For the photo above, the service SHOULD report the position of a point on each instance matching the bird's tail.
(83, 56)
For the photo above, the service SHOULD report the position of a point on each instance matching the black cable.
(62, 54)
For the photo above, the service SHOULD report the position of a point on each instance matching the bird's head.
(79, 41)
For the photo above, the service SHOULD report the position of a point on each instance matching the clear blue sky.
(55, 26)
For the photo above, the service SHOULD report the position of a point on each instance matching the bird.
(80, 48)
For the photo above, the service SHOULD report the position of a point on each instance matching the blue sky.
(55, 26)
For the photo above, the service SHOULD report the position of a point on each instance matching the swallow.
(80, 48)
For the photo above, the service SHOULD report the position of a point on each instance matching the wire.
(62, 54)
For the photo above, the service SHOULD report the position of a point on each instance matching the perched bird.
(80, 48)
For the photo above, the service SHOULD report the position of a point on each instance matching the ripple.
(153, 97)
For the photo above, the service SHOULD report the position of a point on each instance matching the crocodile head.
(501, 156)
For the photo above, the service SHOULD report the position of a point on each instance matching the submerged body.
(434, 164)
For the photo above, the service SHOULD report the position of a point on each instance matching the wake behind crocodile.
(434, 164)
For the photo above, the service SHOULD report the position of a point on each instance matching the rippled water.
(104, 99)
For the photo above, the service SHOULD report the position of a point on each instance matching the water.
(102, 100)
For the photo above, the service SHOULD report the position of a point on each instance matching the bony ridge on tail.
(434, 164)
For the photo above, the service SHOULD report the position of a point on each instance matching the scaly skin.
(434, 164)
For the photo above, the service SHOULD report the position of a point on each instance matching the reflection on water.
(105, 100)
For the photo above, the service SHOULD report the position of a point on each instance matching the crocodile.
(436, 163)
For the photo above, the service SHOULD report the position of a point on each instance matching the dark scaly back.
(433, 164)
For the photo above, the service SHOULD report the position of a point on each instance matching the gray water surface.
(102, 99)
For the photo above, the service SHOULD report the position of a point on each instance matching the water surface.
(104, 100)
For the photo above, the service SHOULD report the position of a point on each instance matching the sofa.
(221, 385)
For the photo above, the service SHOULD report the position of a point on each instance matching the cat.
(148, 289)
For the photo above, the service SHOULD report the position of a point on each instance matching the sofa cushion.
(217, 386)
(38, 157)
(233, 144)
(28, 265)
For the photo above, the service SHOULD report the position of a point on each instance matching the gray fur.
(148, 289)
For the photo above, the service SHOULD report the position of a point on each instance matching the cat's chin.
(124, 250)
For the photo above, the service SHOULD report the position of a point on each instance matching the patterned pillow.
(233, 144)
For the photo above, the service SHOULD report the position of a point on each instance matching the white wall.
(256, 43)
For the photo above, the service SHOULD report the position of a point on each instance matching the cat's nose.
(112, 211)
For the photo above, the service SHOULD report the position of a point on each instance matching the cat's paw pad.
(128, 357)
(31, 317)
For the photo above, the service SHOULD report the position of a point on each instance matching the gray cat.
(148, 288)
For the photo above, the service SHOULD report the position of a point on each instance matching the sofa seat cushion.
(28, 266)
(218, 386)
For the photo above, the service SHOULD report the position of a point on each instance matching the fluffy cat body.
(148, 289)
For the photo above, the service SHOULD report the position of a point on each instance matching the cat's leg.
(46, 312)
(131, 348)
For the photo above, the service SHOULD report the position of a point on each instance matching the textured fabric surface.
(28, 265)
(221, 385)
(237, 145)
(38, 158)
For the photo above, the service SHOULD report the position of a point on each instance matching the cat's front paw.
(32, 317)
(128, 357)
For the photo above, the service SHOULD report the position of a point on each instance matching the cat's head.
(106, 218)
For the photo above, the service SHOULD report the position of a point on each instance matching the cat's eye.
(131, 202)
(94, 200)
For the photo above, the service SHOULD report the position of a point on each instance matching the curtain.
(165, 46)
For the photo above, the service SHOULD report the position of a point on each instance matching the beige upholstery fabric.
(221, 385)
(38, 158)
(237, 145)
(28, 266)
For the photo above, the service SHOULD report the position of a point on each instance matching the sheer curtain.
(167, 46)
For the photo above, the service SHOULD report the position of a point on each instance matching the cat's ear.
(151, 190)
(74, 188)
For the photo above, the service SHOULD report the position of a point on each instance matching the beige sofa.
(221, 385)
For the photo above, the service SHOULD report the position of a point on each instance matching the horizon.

★ ★ ★ ★ ★ ★ ★

- PROBLEM REQUIREMENTS
Write out all the entries exactly.

- WRITTEN SOLUTION
For the photo above, the service SHOULD report the position of a point on each instance matching the bird's tail.
(83, 56)
For the photo above, the service SHOULD report the position of a point on each instance matching the black cable.
(62, 54)
For the photo above, the service SHOULD report the position of a point on each instance matching the bird's head.
(79, 41)
For the photo above, the service SHOULD report the position of a point on each instance matching the clear blue sky.
(55, 26)
For the photo above, the service SHOULD report the position of a point on each instance matching the bird.
(80, 48)
For the photo above, the service SHOULD report the position of a point on each instance matching the blue sky.
(55, 26)
For the photo above, the service SHOULD report the position of a point on each instance matching the swallow.
(80, 48)
For the photo above, the service SHOULD report the position of a point on each instance matching the wire.
(62, 54)
For the photo above, the service SHOULD report the position of a point on each instance matching the perched bird.
(80, 48)
For the photo above, the service SHOULD report the position of a point on each instance matching the ripple.
(153, 97)
For the photo above, the service SHOULD report the position of a point on each instance matching the crocodile head.
(501, 156)
For the photo above, the service SHOULD report the position of a point on each instance matching the submerged body.
(434, 164)
For the photo above, the service SHOULD report the position of a point on each instance matching the wake behind crocodile.
(434, 164)
For the photo above, the service SHOULD report the position of a point on each instance matching the rippled water.
(104, 99)
For the photo above, the service SHOULD report the position of a point on each instance matching the water.
(102, 100)
For the photo above, the service SHOULD report the position of a point on each instance matching the bony ridge on tail.
(434, 164)
For the photo above, the service SHOULD report the position of a point on each instance matching the scaly skin.
(434, 164)
For the photo above, the service SHOULD report the position of a point on each instance matching the reflection on water.
(105, 100)
For the photo above, the service SHOULD report the position of a point on each instance matching the crocodile.
(436, 163)
For the photo above, the service SHOULD report the position of a point on each instance matching the dark scaly back.
(433, 164)
For the photo above, the service SHOULD report the position of a point on each instance matching the gray water surface.
(102, 99)
For the photo above, the service SHOULD report the position of a point on each instance matching the water surface.
(104, 100)
For the photo above, the service SHOULD report the position of a point on each instance matching the sofa.
(221, 385)
For the photo above, the service SHOULD report the position of a point on each instance matching the cat.
(148, 289)
For the photo above, the service SHOULD report the position of a point on each instance matching the sofa cushion.
(217, 386)
(38, 157)
(233, 144)
(28, 265)
For the photo above, the service SHOULD report the position of a point on each instance matching the gray fur.
(148, 289)
For the photo above, the service SHOULD report the position of a point on each instance matching the cat's chin.
(124, 250)
For the photo above, the service SHOULD report the position of a point on each instance matching the patterned pillow.
(233, 144)
For the photo above, the service SHOULD report the position of a point on each instance matching the white wall.
(256, 43)
For the photo above, the service SHOULD report the position of a point on each instance matching the cat's nose.
(112, 211)
For the photo above, the service SHOULD report the position of a point on each instance matching the cat's paw pad.
(128, 357)
(31, 317)
For the photo above, the service SHOULD report the position of a point on each instance matching the gray cat.
(148, 288)
For the photo above, the service SHOULD report the position of a point on each instance matching the sofa seat cushion.
(28, 266)
(218, 386)
For the photo above, the service SHOULD report the position of a point on each instance matching the fluffy cat body.
(148, 289)
For the photo above, the service SHOULD report the position of a point on each instance matching the cat's leg.
(46, 312)
(131, 348)
For the photo above, the service SHOULD report the position of a point on each instance matching the textured fabric surface.
(28, 265)
(221, 385)
(237, 145)
(38, 158)
For the photo above, the service SHOULD report the position of a point on each instance matching the cat's front paw.
(32, 317)
(128, 357)
For the photo above, the service SHOULD report the position of a point on each instance matching the cat's head.
(106, 218)
For the photo above, the service SHOULD report the position of a point on each instance matching the cat's eye.
(131, 202)
(94, 200)
For the photo above, the service SHOULD report the position of a point on each instance matching the curtain.
(165, 46)
For the photo above, the service SHOULD report the position of a point on each instance matching the beige upholstery fabric.
(221, 385)
(38, 158)
(237, 145)
(28, 266)
For the photo above, the service SHOULD report the position of a point on each instance matching the sheer curtain.
(167, 46)
For the photo above, the service SHOULD report the position of a point on each instance matching the cat's ear.
(151, 190)
(74, 188)
For the photo above, the service SHOULD report the position of a point on each instance matching the beige sofa.
(221, 385)
For the photo above, the service SHOULD report the position of a point on each instance matching the horizon.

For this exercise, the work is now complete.